Copy the data below line for line, changing nothing.

__GIVEN INFORMATION__:
------------------------------------------------------------

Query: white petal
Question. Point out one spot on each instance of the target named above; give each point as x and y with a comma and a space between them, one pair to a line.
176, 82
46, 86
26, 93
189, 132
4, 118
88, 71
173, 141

------------------------------------------------------------

__RESPONSE TO THE EXERCISE__:
Query: white petal
Question. Point out one spot on each instance of the target named above; give each point as x and y with a comma and a space between them, one pair to a line.
176, 82
46, 86
26, 93
189, 132
4, 118
88, 71
173, 141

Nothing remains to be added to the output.